# SET PROBLEM 1
Translate this sentence from the passage on a new prime minister's first day into Spanish: "That moment encapsulates the feeling of loneliness that so many prime ministers have spoken of."
# SET PROBLEM 2
In the passage on a new prime minister's first day, what time was Brown's team due at the "link door" in 2007?
# SET PROBLEM 3
Resume the passage on a new prime minister's first day after its final sentence.

The PM must also name a dozen ministers and advisers who would be given a space in the underground nuclear bunker, alongside their families, in the event of Armageddon.
Joining them around the cabinet table might be the heads of the security services. There will be a fast update on the most pressing issues of national security: live counterterror operations, imminent threats and urgent decisions delayed by their predecessor.
“This isn’t exactly an easy first couple of meetings,” says O’Donnell.
“It’s incredibly scary,” agrees Lord Wood of Anfield, a foreign policy adviser to Brown. “It’s a particular kind of torture to make the first act of a prime minister, literally within 30 seconds, this extraordinarily dramatic act of handwritten notes only to be opened in the event of an apocalypse.”
That moment encapsulates the feeling of loneliness that so many prime ministers have spoken of. There is no one to share it with, nowhere to turn. The buck stops with you and you alone.
The team While things are calm but serious in the cabinet room, outside all hell could be breaking loose as the PM’s political team get to meet their new colleagues, tour their new office and try to grab the best desks.
In 2007, while Brown was at the palace his team had a 2pm appointment at the “link door”, a Star Trek-like glass capsule door that connects the cabinet office with the rear of No 10.
“You walk into the pod,” recalls Wood. “It shuts behind you and then hopefully opens in front of you. There was a line of women on the other side who were the PAs, the Garden Room girls and assistants. And we were kind of matched one a piece, a bit like Strictly.
“And the thing I remember is that they all looked very red-eyed. And I only realised three years later when I left, they were crying because they’d just said goodbye to the Blair team. Within half an hour they were hoovering the floor and then lining up waiting for their new team.”
Once through, the political team will rush through the corridors of No 10 to be there to greet the new PM as he walks through the door.
Some teams are better prepared than others. Jonathan Powell, Blair’s chief of staff, held talks with the civil service and even trained frontbenchers in how to be a minister. “I remember Tony not wanting to know anything about that,” Hunter recalls. “Superstitious is the word.”
Keen to make a first impression in 2016, Perrior made a speech to civil service press officers about the importance of loyalty. “Don’t screw me over and I’ve got your back.”
For aides and advisers, the first days will also mean detailed security checks, especially for those covering foreign affairs, defence and national security.

# RAW DATA
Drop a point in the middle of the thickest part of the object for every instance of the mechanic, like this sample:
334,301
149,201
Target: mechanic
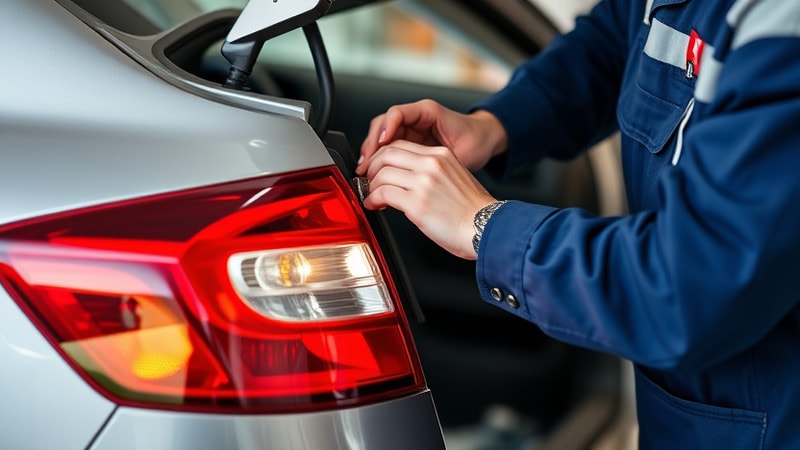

# TASK ANSWER 1
Ese momento resume la sensación de soledad de la que han hablado tantos primeros ministros.

# TASK ANSWER 2
2pm.

# TASK ANSWER 3
Wood says, “My understanding is that the inquiries have evolved from questions about sexual and other matters to questions about money. I think they care much more now about financial exposure than private life exposure.”
The incoming team will also be warned against using their personal email addresses for government business, and to be wary when travelling abroad, to assume that foreign governments are listening in.
Sue Nye gave Brown’s team some extra advice: always carry your paperwork in a folder (to avoid official documents being snapped by photographers waiting in Downing Street). And never run.
“I was with the prime minister quite a lot, travelling around the world,” says Wood. “If you’re caught on camera running, it looks like something’s gone wrong.”
The house It is a strange quirk of British politics that the entire country is run from three terraced houses knocked together to form the office, state rooms and home of the prime minister.
O’Donnell calls it a “Tardis”. Wood says it is like a “slightly run-down Georgian country hotel”. Bertin remembers “being so overwhelmed really by No 10, the actual presence, actually being in that building, the smell of it. It just was like a sensory overload.”
If changing jobs is hard enough, becoming prime minister also comes with one of life’s most stressful experiences: moving house. The flat over No 11 Downing Street is slightly bigger and has in recent years been taken by the prime minister. At the end of a long day they can head to one of the small lifts that takes them to the top floor. Although in time prime ministers often make a habit of taking the stairs, the only form of exercise they get during an office-bound day running the country.
“Brown struggled to relax at No 10. ‘He didn’t enjoy living above the shop’
New PMs routinely try to suggest they might like to stay in their own home, before security becomes too much. Security arrangements for children and wider family will also have to be agreed. O’Donnell jokes, “We all know from Bodyguard what that can lead to.”
For new prime ministers not used to the increased security, this can come as a shock. On his first day in office, Major went to walk from No 10 to the House of Commons for lunch, but was stopped by police who made it clear this would be impossible for as long as he was PM.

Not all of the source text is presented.